READING PASSAGE:

The last step may take a while to really plan how you want to live your life for the rest of it. This step involves a lot of time to think through and practice retirement before completely giving up a paycheck. Previously, we talked about working less and becoming more involved in the things you enjoy most, whether that be hobbies, family life, travel or whatever else you are passionate about.

Phasing in retirement means gradually working less hours, and earning less money. The idea is to create your terms at work so you can cut back your hours over time. Don’t be afraid to ask your manager for what you want. A key to negotiating is understanding your worth. Know the value you bring to your firm, and be able to quantify it. Numbers are always important to measure worth. You must also know the value you can bring to other firms – in case you need to walk away from your current firm and seek reduced hours and consulting work elsewhere. There are helpful websites that will allow you to compare your job with the going rate outside your firm. Glassdoor.com and Payscale.com are two of these websites that will give you leading information on your job type and what other firms are paying for the same line of work. If you find your manager is ready to work with you on a decreased work schedule, congratulations – you’re almost there. Negotiate terms and go for it. It’s important to remember, you may have to walk away from your current position and seek work elsewhere. Don’t walk away until you have made your exit plan elsewhere.

Your take home pay should be able to support your living expenses and the active lifestyle you wish to live when you have more time to yourself. At this point you should already have enough emergency reserves should you be completely out of work for at least 6-9 months. You should also have enough retirement assets that will sustain you when you finally do need to start pulling funds out to supplement your income. You are going to transition yourself from the accumulation mode, preparing for retirement, to a holding pattern – where you practice retirement with no savings. Eventually you will move into the distribution mode where you start withdrawing your assets. If you can sustain yourself and your living expenses without touching your investments, this is optimal. Go through your budget again and find ways to get leaner. Working less may mean reduced auto and dining out expenses. Ideally your retirement assets can continue to grow and build even though you may not be saving any additional funds. Let your assets “bake” as you practice retirement and work out what a clear picture of retirement is for you. It’s important to understand, before I ever make the recommendation to clients to start phasing in retirement, I always verify through a retirement income analysis if they financially have the means to stop saving for retirement now, and delay pulling from their retirement accounts for another 5 years. You must be quite sure you can afford this before you start phasing in retirement. If you aren’t sure, but would like a second opinion, I’m open for consultation.

Data extracted from a collection:

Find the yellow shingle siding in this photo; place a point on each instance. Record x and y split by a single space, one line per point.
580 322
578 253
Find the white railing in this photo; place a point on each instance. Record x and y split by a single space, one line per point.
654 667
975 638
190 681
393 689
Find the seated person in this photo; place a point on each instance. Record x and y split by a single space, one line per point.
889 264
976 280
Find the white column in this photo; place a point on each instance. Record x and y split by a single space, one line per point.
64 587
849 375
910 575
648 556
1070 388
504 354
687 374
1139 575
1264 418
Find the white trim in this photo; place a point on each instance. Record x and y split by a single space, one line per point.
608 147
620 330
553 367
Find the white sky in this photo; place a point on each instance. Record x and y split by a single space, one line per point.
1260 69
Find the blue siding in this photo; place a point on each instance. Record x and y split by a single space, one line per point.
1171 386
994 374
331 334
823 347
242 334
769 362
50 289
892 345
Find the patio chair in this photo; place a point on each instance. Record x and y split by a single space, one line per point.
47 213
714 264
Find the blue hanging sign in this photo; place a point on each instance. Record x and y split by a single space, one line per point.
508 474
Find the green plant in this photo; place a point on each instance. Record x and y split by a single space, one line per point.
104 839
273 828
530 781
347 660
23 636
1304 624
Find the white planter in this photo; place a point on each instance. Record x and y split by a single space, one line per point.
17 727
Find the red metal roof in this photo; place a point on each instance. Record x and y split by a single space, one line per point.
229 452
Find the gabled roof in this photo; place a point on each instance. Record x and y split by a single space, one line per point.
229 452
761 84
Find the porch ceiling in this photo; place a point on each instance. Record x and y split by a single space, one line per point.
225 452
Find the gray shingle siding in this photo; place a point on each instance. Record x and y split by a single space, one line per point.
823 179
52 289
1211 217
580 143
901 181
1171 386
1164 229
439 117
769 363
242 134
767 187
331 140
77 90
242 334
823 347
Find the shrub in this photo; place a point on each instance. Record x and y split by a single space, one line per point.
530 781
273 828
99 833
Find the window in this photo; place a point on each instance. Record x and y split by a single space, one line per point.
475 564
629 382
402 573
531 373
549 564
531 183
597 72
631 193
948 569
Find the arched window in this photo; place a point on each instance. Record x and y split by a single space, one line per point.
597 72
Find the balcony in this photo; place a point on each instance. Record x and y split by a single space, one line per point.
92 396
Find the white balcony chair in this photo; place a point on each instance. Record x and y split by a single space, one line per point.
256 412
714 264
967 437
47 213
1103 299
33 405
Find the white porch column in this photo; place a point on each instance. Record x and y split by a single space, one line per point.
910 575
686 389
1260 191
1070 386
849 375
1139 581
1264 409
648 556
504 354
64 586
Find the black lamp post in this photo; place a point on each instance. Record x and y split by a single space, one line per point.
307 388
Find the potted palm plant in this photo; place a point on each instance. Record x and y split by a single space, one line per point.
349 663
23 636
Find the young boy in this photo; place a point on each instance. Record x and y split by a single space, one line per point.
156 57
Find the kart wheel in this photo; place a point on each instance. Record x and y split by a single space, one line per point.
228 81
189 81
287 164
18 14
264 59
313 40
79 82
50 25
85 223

TO-DO LIST:
A – According to the retirement planning passage, how long should your emergency reserves be able to cover you if you were completely out of work?
B – Rewrite the entries from the line containing "Find the balcony" down to the end of the entries, changing "porch column" to "porch pillar" and leaving everything else unchanged.

ANSWERS IN ORDER:
A – At least 6-9 months.

B –
Find the balcony in this photo; place a point on each instance. Record x and y split by a single space, one line per point.
92 396
Find the white balcony chair in this photo; place a point on each instance. Record x and y split by a single space, one line per point.
256 412
714 264
967 437
47 213
1103 299
33 405
Find the white porch pillar in this photo; place a point on each instance. Record x and y split by a single space, one line per point.
910 575
686 389
1260 191
1070 386
849 375
1139 581
1264 409
648 556
504 354
64 586
Find the black lamp post in this photo; place a point on each instance. Record x and y split by a single space, one line per point.
307 388
Find the potted palm plant in this photo; place a point on each instance. Record x and y split by a single space, one line per point.
349 663
23 636
Find the young boy in this photo; place a point on each instance. Record x and y split by a single space, one line per point.
156 57
Find the kart wheel in this photo; place a point on each instance. Record x and y split by a single space, one line per point.
228 81
189 81
287 164
18 14
264 59
313 40
79 82
50 25
85 223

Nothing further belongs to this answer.